» THE EXERCISE
Keep only the lines below that contain the string "wall" and copy each of them in full. Case counts.

** Start DATA LINES **

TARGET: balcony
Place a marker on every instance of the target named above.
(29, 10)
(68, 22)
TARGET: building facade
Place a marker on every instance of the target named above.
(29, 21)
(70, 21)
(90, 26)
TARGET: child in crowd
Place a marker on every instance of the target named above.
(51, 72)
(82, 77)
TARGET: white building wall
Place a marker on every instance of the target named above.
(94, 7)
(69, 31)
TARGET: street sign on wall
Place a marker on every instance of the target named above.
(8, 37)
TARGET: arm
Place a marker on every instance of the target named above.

** End DATA LINES **
** Start DATA LINES **

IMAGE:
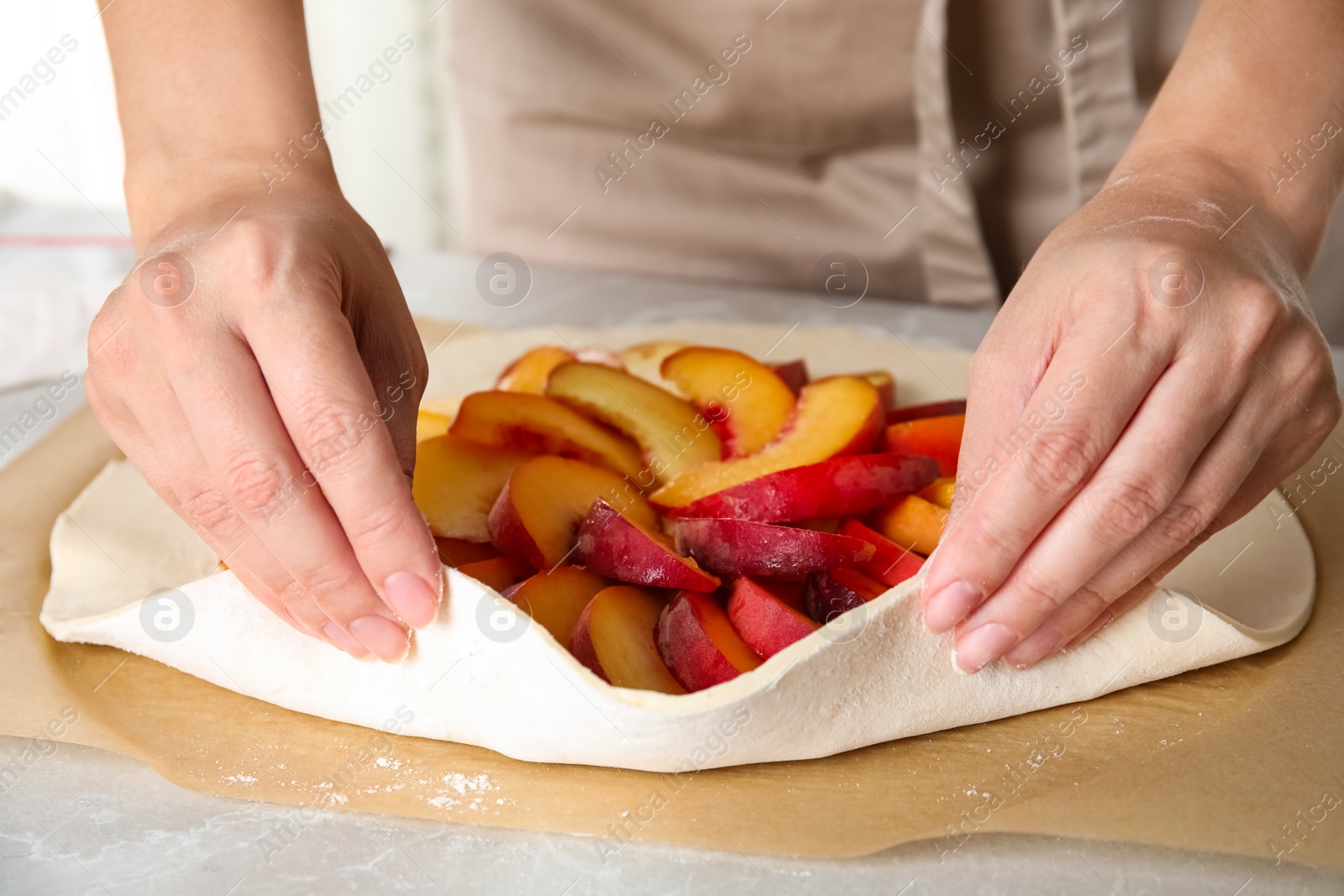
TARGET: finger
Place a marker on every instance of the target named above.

** End DATA LINES **

» FINAL RESULT
TARGET: white building wall
TARGET: street sign on wall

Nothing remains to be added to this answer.